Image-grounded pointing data
┄┄┄┄┄┄┄┄┄┄
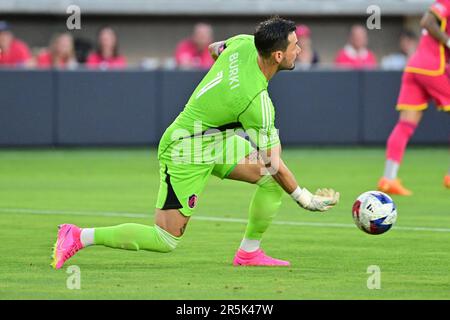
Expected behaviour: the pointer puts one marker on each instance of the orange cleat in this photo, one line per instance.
(393, 187)
(447, 181)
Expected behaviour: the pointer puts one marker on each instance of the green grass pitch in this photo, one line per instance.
(330, 257)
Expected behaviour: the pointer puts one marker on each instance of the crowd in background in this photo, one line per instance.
(65, 52)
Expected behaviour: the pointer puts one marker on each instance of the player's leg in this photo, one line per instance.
(264, 204)
(178, 186)
(439, 89)
(411, 103)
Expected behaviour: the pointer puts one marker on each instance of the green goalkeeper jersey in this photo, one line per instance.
(233, 94)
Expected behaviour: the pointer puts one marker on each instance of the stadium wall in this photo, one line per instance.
(58, 108)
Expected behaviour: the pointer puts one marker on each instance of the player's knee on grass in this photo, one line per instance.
(132, 236)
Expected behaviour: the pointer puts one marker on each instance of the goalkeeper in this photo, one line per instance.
(199, 144)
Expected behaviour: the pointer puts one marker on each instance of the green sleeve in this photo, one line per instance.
(258, 121)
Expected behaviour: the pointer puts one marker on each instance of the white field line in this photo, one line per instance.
(202, 218)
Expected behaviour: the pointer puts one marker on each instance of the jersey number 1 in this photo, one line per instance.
(214, 82)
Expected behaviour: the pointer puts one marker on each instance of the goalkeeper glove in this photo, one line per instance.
(322, 200)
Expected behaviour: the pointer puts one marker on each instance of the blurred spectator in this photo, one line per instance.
(13, 52)
(355, 54)
(107, 54)
(407, 46)
(193, 52)
(60, 54)
(82, 49)
(308, 57)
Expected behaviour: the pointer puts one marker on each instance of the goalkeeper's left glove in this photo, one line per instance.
(322, 200)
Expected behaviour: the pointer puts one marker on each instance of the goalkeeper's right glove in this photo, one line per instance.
(322, 200)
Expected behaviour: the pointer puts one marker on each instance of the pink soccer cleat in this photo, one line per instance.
(257, 258)
(67, 244)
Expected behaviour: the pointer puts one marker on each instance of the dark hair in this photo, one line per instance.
(272, 35)
(98, 49)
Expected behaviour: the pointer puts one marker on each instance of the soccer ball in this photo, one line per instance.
(374, 212)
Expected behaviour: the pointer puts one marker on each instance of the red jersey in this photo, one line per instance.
(349, 57)
(188, 54)
(17, 54)
(432, 56)
(94, 60)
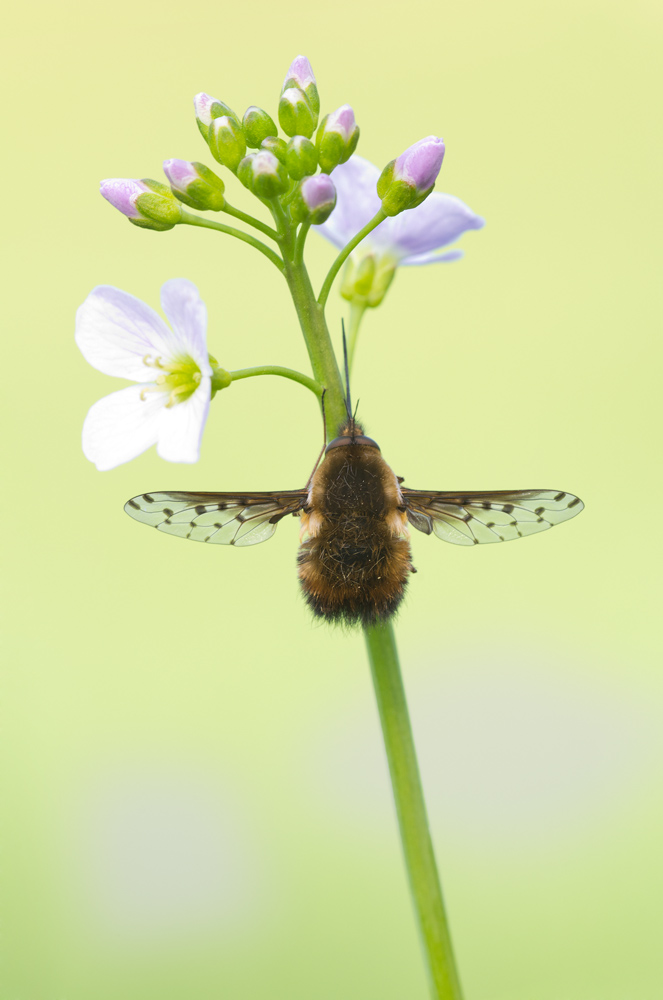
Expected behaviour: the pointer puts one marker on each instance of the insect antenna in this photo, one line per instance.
(324, 439)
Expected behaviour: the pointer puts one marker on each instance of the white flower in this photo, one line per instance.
(412, 237)
(120, 335)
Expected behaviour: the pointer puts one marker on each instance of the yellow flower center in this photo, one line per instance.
(179, 377)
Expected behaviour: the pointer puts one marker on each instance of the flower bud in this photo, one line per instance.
(257, 125)
(337, 138)
(300, 75)
(314, 200)
(405, 182)
(296, 115)
(207, 109)
(276, 146)
(301, 158)
(146, 203)
(263, 174)
(367, 280)
(195, 184)
(226, 141)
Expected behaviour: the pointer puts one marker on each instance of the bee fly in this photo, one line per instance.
(354, 558)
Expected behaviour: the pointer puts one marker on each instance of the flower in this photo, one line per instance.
(122, 336)
(415, 237)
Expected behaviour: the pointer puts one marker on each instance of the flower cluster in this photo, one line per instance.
(307, 176)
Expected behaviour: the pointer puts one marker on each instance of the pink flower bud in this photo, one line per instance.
(342, 121)
(122, 193)
(299, 75)
(315, 199)
(420, 164)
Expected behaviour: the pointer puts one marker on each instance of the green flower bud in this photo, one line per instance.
(207, 109)
(147, 203)
(276, 146)
(263, 174)
(158, 204)
(296, 115)
(314, 200)
(195, 185)
(226, 141)
(301, 157)
(367, 279)
(257, 125)
(337, 138)
(407, 181)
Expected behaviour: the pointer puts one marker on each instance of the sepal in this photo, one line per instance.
(407, 181)
(314, 200)
(301, 158)
(195, 185)
(337, 138)
(257, 125)
(296, 115)
(276, 146)
(263, 174)
(300, 75)
(226, 141)
(146, 203)
(207, 109)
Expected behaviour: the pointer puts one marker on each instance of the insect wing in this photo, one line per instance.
(474, 518)
(220, 518)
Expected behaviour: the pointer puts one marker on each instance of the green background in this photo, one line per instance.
(195, 801)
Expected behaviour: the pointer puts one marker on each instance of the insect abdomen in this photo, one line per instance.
(355, 566)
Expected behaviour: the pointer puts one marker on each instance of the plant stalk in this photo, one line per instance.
(411, 811)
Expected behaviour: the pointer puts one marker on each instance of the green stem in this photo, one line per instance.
(411, 810)
(250, 221)
(278, 370)
(197, 220)
(299, 243)
(318, 342)
(357, 310)
(345, 253)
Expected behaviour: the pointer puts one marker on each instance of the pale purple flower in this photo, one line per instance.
(122, 193)
(122, 336)
(413, 237)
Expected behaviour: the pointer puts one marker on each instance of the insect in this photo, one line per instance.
(354, 558)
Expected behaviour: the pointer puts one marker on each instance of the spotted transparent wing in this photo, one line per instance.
(499, 516)
(220, 518)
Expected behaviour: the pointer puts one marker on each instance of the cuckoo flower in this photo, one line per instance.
(120, 335)
(413, 237)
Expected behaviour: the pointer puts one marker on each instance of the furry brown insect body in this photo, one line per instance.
(354, 559)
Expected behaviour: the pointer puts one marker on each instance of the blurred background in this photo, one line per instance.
(195, 798)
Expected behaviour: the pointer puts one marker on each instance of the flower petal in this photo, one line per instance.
(121, 426)
(439, 220)
(433, 258)
(187, 315)
(182, 426)
(356, 201)
(115, 331)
┄┄┄┄┄┄┄┄┄┄
Instructions to follow
Repeat every entry exactly. Do not include the pictures.

Output below
Expected behaviour: the pointer puts one marker on each instance of the orange cleat in this photo, one line per instance.
(393, 187)
(447, 181)
Expected behaviour: the pointer puts one marker on each instance of the green grass pitch in this photo, one line per instance.
(330, 257)
Expected behaviour: the pointer puts one marker on each instance of the crowd in background in this photo, one line per instance.
(65, 52)
Expected behaviour: the pointer puts one marker on each instance of the player's leg in this photo, one line per instance.
(264, 204)
(178, 186)
(439, 89)
(411, 103)
Expected behaviour: the pointer puts one marker on each instance of the green goalkeeper jersey in this photo, one line per instance.
(233, 94)
Expected behaviour: the pointer puts one marker on each instance of the stadium wall in this photo, one line per instance.
(58, 108)
Expected behaviour: the pointer puts one marker on each instance of the player's knee on grass in this photo, one line per instance.
(132, 236)
Expected behaviour: the pointer puts one marker on each instance of the goalkeeper in this photo, one line per instance.
(199, 144)
Expected behaviour: the pointer puts one marker on each instance of the green sleeve in this photo, one line per instance.
(258, 121)
Expected behaviour: the pointer puts one marker on each instance of the white field line in this photo, one line per instance.
(202, 218)
Expected behaviour: the pointer puts one marker on each instance of the jersey number 1 in this photo, one line per instance.
(214, 82)
Expected behaviour: the pointer puts one marker on each instance of the goalkeeper glove in this photo, one line per instance.
(322, 200)
Expected behaviour: the pointer puts one marker on each instance of the blurred spectator in this photo, one line per instance.
(13, 52)
(355, 54)
(107, 54)
(407, 46)
(193, 52)
(60, 54)
(82, 49)
(308, 57)
Expected behaviour: the pointer puts one marker on each instance of the goalkeeper's left glove in this photo, one line per instance.
(322, 200)
Expected behaviour: the pointer puts one marker on each instance of the goalkeeper's right glove in this photo, one line per instance.
(322, 200)
Expected behaviour: the pointer puts one marker on each instance of the pink soccer cleat in this photo, one line per instance.
(257, 258)
(67, 244)
Expected behaviour: the pointer puts one marker on each instance of the dark hair in this photo, one line per instance.
(272, 35)
(98, 49)
Expected behaviour: the pointer puts one marker on each instance of the soccer ball in this photo, one line per instance.
(374, 212)
Expected behaviour: the pointer puts one marker on each instance of the red jersey in this photo, one line per instance.
(349, 57)
(188, 54)
(17, 54)
(432, 56)
(94, 60)
Expected behaviour: the pointer puts one marker on each instance of the insect antenna in this photo, one line per instance.
(324, 439)
Expected behaviour: the pointer puts one marker on each instance of the white flower in this photo, one line per instance.
(412, 237)
(120, 335)
Expected behaviour: the pointer puts one marker on each instance of the yellow flower center in this photo, one line per instance.
(179, 377)
Expected behaviour: the pointer puts one marker on each instance of the flower bud in this photo, one line per instance.
(257, 125)
(337, 138)
(300, 75)
(314, 200)
(405, 182)
(296, 115)
(207, 109)
(276, 146)
(301, 158)
(146, 203)
(263, 174)
(367, 280)
(195, 184)
(226, 141)
Expected behaviour: the pointer puts one marker on each instance of the bee fly in this photo, one line per instance.
(354, 558)
Expected behaviour: the pointer puts one marker on each instance of the flower in this photo, one line per instance.
(122, 336)
(415, 237)
Expected behaviour: the pointer puts one marker on each instance of the flower cluster in this photo, one line per instance.
(307, 176)
Expected behaviour: the pointer puts one marker on each instance of the pink flower bud in this photo, one line per instance.
(342, 121)
(122, 193)
(299, 75)
(315, 199)
(420, 164)
Expected behaviour: the pointer puts one marker on each instance of the green flower bud in this photo, one line per instance.
(207, 109)
(147, 203)
(276, 146)
(263, 174)
(158, 204)
(296, 115)
(314, 200)
(195, 185)
(226, 141)
(301, 157)
(367, 279)
(257, 125)
(337, 138)
(407, 181)
Expected behaviour: the pointer puts one marker on each instance of the sepal in this photo, one line per instance.
(407, 181)
(314, 200)
(301, 158)
(195, 185)
(337, 138)
(257, 125)
(296, 115)
(276, 146)
(263, 174)
(300, 75)
(226, 141)
(146, 203)
(207, 109)
Expected behaviour: the pointer puts one marker on each instance of the insect wing in this photo, one line per instance.
(474, 518)
(220, 518)
Expected behaviour: the pointer puts one marker on each instance of the green background in this photo, one line per instance.
(195, 801)
Expected behaviour: the pointer puts one marker on each instance of the insect abdomen in this photo, one line per instance.
(355, 566)
Expected behaviour: the pointer puts one marker on each instance of the plant stalk in this photo, one line per instance.
(411, 811)
Expected behaviour: the pointer puts one marker on each instance of the green stem in this photo, one line per instance.
(411, 810)
(250, 221)
(278, 370)
(197, 220)
(299, 243)
(318, 342)
(357, 310)
(345, 253)
Expected behaviour: the pointer puts one marker on each instance of the pale purple flower in this photo, one line per instance.
(122, 193)
(122, 336)
(413, 237)
Expected behaviour: the pointer puts one marker on each instance of the insect in this photo, one line per instance.
(354, 558)
Expected behaviour: the pointer puts one marker on each instance of the spotted transparent wing in this photo, one line per instance.
(499, 516)
(220, 518)
Expected behaviour: the pointer puts one marker on each instance of the cuckoo flower in this photo, one line per instance.
(120, 335)
(413, 237)
Expected behaviour: the pointer puts one marker on each instance of the furry brown insect body in this photo, one line per instance.
(354, 559)
Expected behaviour: the pointer puts one marker on each instance of the blurred background in this photo, one line per instance.
(195, 798)
Expected behaviour: the pointer puts one marker on each instance of the flower petal in this photo, one line per instance.
(121, 426)
(439, 220)
(433, 258)
(187, 315)
(182, 426)
(356, 201)
(115, 331)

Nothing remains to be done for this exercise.